= What you need to do =
1. The commentary on the BJP's election win names some regional parties as exceptions to the decline of regional parties. List each of them with its state.
2. Extend the commentary on the BJP's election win, starting right after its final sentence.

By Prof Ujjwal K Chowdhury
It is a decisive win for Prime Minister Narendra Modi, BJP and NDA. And we need to explore the reasons too. As for the Congress-led UPA, the situation appears only a little better than what it hitherto was. And as for the regional parties, they seem to be on the decline, except for the YSR Congress in Andhra, the BJD in Odisha, the TRS in Telengana and the DMK in Tamil Nadu (largely in South India). The Left is totally left out.
Secondly, Priyanka Gandhi coming late did not very much help beyond enthusing the Uttar Pradesh Congress cadre; she did not contest and did not even campaign in states where the Congress had just came into power (Madhya Pradesh, Chhattisgarh and Rajasthan). This was a crucial mistake. Even MP strongman Jyotiraditya Scindia -- engaging largely in western UP due to Kamal Nath's antagonism towards him -- was a poor strategy.
Thirdly, the collective opposition to communal politics and polarization of BJP could not be forged by the opposition. The Congress floundered badly in forging an alliance in Bengal (with Left or Trinamool Congress), Haryana (with Jannayak Janta Party and Aam Admi Party), Delhi (with AAP) and UP (with Samajwadi Party-Bahujan Samaj Party). The need was for all to combat BJP and not restricting each other's sphere of influence.
And finally, absence of a single face of the opposition and lack of a coherent national strategy of all anti-BJP forces are so telling in the total tally. Leaving the three critical newly won states of Rajasthan, Madhya Pradesh and Chhattisgarh purely to the local satraps and away from a national strategy of joint opposition, was a crucial mistake of Rahul Gandhi. The Congress did not work to consolidate its strong points, and was wobbling to fight in the weaker pockets, except for Kerala.
The UP fiasco of the opposition shows that transfer of votes between SP and BSP did not happen and BJP could garner a large part of the votes of non-Jatav Dalits and non-Yadav OBCs. BJP could also polarize a large part of the Hindu voters in Bengal and central India, irrespective of castes, either on local issues against the chief ministers there, or on issues of nationalism and Modi's leadership.
Then, the use and abuse of the Election Commission with selective measures against opposition leaders, of the Enforcement Directorate with raids only in the homes and offices of opposition leaders while far larger amounts were being spent by the ruling party and its candidates, the CBI with investigations at crucial times against selected opposition leaders, the valour and sacrifice of the army during Pulwama and Balakot episodes, selective denial of facts as seen in case of an Indian Air Force mistaken attack on its own aircraft killing soldiers and destroying the aircraft, spread of several fake news and videos, to the extent of attempting to manage the election process with faulty EVMs at many places and change EVM machines as well: also paid off for BJP to ensure the final results.
These criticisms cannot be totally brushed under the carpet in the moment of NDA glory for the sake of future of Indian democracy (and, for records, let me note, Indira Congress did manipulate elections grossly during its heyday in the past, too).

= Collected material =
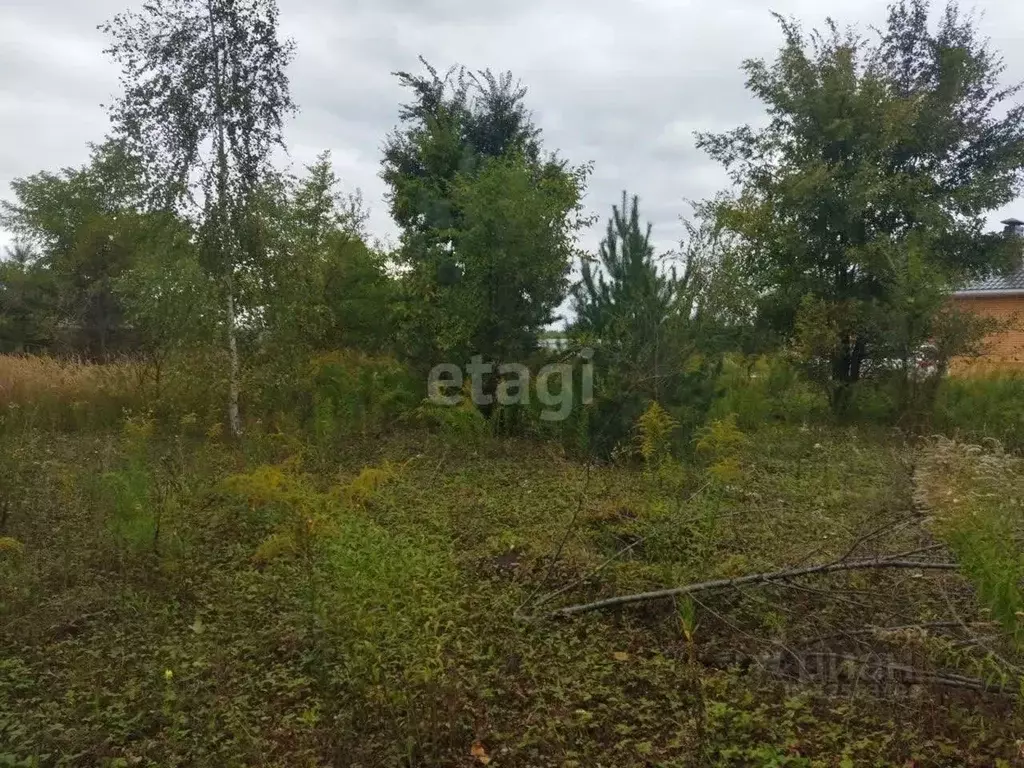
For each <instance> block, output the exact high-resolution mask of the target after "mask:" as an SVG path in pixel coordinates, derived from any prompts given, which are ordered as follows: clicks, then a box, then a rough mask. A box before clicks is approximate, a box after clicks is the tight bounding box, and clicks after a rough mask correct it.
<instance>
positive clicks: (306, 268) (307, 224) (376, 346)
mask: <svg viewBox="0 0 1024 768" xmlns="http://www.w3.org/2000/svg"><path fill="white" fill-rule="evenodd" d="M340 183H341V182H340V179H339V178H338V177H337V175H336V174H335V172H334V170H333V166H332V163H331V156H330V153H323V154H322V155H319V156H318V157H317V159H316V162H315V163H313V164H312V165H310V166H309V167H308V168H307V169H306V173H305V175H304V176H302V177H300V178H297V179H295V178H289V179H286V180H285V183H284V184H283V188H282V189H281V196H280V199H279V200H278V201H276V203H275V204H274V206H275V213H274V214H273V215H272V217H271V220H270V221H269V222H268V224H267V226H268V229H270V241H271V245H270V246H269V248H268V250H269V252H270V256H271V257H270V258H269V260H268V268H267V270H266V272H265V275H264V286H263V287H264V291H263V298H262V300H261V302H260V303H261V307H262V319H263V327H264V329H265V331H266V334H267V337H268V343H269V344H270V345H272V346H273V347H274V349H275V351H274V352H273V353H274V354H276V355H285V354H288V353H289V351H288V350H291V352H298V353H300V354H301V353H308V352H310V351H323V350H327V349H337V348H340V347H354V348H358V349H362V350H365V351H381V350H384V349H386V348H387V347H388V346H389V345H390V343H391V338H390V337H391V334H390V307H389V304H390V301H391V297H392V292H393V281H392V280H391V279H390V278H389V276H388V274H387V271H386V264H385V257H384V255H383V254H382V253H380V252H379V251H378V250H377V249H374V248H371V247H370V246H369V245H368V244H367V242H366V241H367V236H366V231H365V230H366V220H367V211H366V209H365V207H364V205H362V201H361V197H360V195H359V194H358V193H355V194H351V195H347V196H346V195H343V194H342V193H341V191H340V189H339V187H340Z"/></svg>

= Answers to the problems =
1. YSR Congress (Andhra), BJD (Odisha), TRS (Telengana), DMK (Tamil Nadu)

2.
Needless to say, no single opposition face for the Prime Minister's position, no coherent opposition national strategy, coupled with mobilization of the entire Sangh Parivar nationally, and blatant religious polarization on majoritarian identity grounds helped BJP ride the tide of a critical economic situation and failure on macro-economic fronts with joblessness, farm crisis, lower GDP and per capita growth than pre-2014 times, negative impact of demonetization and GST etc., writ large on the nation's face, which have also been mentioned by the BJP Rajya Sabha MP, Subramaniam Swamy, in his latest tweet, even while congratulating the party for the win.
We may find constitutional amendments agalore, with regard to Articles 370, 35A, form of government, the goals of socialism and secularism in the preamble of the Constitution, etc. There can be newer laws regarding triple talaq, mandir construction, national citizens' registry and citizenship, sedition et al. These may further divide the society as well.
As for the opposition, regional parties, following their setback, may consider consolidation with the forces behind and around the Congress. Though the Congress influence is limited, a divided opposition, riddled with caste and regional divisions, can never challenge BJP on its own.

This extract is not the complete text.